● **Task**: From the listing below, output only the lines starting at the line that has "Task: annotation of the green flower" and ending at the line that has "Task: annotation of the pale", exactly as they appear, ends included.

++++ Data supplied

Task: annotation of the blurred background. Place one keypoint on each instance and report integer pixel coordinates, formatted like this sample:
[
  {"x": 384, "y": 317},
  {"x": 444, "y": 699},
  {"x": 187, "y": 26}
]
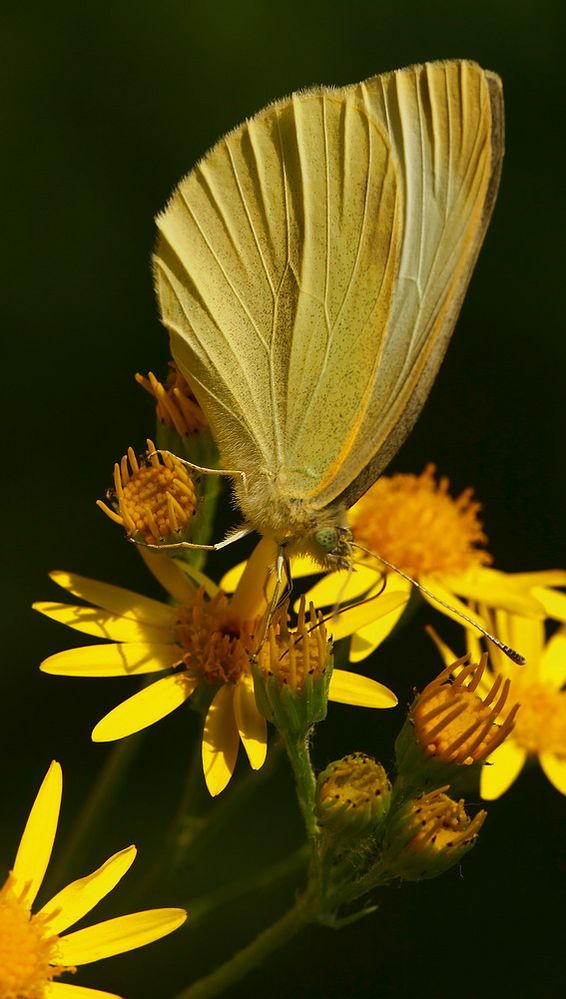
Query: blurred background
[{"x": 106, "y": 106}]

++++++++
++++ Data supplied

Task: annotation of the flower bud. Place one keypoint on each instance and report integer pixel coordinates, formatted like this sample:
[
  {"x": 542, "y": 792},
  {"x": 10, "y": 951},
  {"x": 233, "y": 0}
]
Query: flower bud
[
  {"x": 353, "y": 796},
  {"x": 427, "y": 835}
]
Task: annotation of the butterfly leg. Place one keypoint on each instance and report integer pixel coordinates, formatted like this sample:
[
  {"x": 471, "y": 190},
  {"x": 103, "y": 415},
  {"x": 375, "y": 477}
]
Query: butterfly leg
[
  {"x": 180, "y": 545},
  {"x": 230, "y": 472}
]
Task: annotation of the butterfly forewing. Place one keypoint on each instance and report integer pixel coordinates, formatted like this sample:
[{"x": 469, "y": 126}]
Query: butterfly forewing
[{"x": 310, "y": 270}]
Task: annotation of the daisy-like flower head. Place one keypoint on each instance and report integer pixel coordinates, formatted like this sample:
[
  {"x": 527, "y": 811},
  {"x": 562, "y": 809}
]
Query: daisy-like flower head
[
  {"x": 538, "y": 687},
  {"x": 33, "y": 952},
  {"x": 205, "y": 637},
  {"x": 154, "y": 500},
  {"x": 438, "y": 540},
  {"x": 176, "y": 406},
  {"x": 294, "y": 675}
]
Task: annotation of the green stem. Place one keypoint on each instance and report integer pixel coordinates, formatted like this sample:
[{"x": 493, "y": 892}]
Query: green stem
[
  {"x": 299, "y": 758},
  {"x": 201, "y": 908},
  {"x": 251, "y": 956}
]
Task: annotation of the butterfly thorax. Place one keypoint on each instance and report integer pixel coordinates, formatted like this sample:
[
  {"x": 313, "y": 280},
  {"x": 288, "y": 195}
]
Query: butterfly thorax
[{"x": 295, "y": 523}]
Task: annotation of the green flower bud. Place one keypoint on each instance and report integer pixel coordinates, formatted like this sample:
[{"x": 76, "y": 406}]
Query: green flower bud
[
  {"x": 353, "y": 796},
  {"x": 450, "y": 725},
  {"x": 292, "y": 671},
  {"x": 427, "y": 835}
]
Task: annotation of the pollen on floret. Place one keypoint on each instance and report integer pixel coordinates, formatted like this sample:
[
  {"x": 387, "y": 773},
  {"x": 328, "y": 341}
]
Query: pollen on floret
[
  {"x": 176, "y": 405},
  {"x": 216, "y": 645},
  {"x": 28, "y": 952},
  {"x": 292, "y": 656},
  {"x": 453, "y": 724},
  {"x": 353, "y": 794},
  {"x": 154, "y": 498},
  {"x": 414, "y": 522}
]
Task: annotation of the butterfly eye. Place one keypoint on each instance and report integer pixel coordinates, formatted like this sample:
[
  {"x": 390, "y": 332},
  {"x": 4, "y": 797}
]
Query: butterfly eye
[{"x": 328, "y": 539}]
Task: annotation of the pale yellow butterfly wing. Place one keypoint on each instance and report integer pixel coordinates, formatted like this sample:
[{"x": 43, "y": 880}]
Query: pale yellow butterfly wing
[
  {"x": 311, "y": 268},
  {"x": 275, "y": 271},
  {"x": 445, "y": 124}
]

++++++++
++++ Data supplied

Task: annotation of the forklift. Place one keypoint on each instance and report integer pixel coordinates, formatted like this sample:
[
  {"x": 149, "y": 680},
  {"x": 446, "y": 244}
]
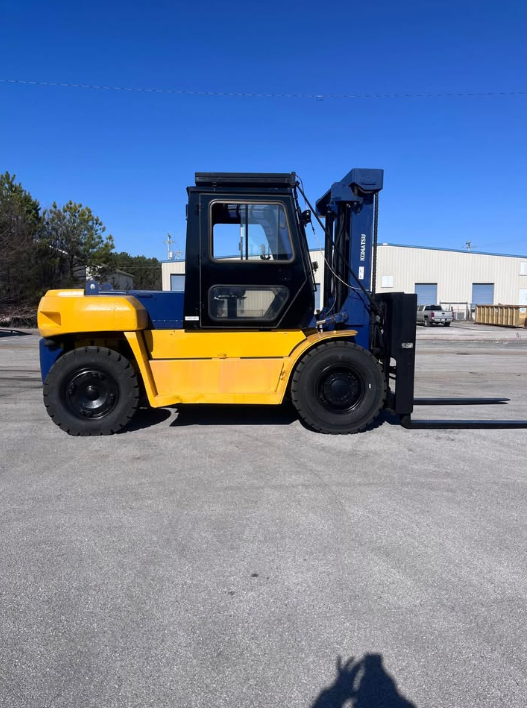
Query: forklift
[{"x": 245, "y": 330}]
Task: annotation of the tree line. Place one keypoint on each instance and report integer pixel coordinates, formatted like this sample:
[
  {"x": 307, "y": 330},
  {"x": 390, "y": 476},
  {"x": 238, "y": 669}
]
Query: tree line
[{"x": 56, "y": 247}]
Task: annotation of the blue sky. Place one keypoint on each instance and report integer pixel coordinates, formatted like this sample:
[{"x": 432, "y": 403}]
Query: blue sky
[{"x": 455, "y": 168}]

++++++++

● **Solution to the exercise**:
Task: annotation of the green flower bud. Place one keypoint on each instance and report integer pixel coordinates, formatted like this sample:
[{"x": 76, "y": 406}]
Query: green flower bud
[
  {"x": 353, "y": 796},
  {"x": 450, "y": 725},
  {"x": 292, "y": 671},
  {"x": 427, "y": 835}
]
Task: annotation of the pollen on floret. Place one keypoint on each instance and report integer pixel coordinates, formatted like this sample:
[
  {"x": 387, "y": 773},
  {"x": 328, "y": 341}
]
Query: pollen on floret
[
  {"x": 176, "y": 405},
  {"x": 216, "y": 645},
  {"x": 28, "y": 952},
  {"x": 292, "y": 656},
  {"x": 453, "y": 724},
  {"x": 353, "y": 794},
  {"x": 154, "y": 498},
  {"x": 414, "y": 522}
]
Task: annotation of the butterfly eye. Place one keypoint on each instance and report integer pixel coordinates, formatted like this sample:
[
  {"x": 390, "y": 332},
  {"x": 4, "y": 797}
]
Query: butterfly eye
[{"x": 328, "y": 539}]
Task: annotation of the pale yellow butterfly wing. Place one keypoint on each instance and report integer pixel coordinates, formatted like this sample:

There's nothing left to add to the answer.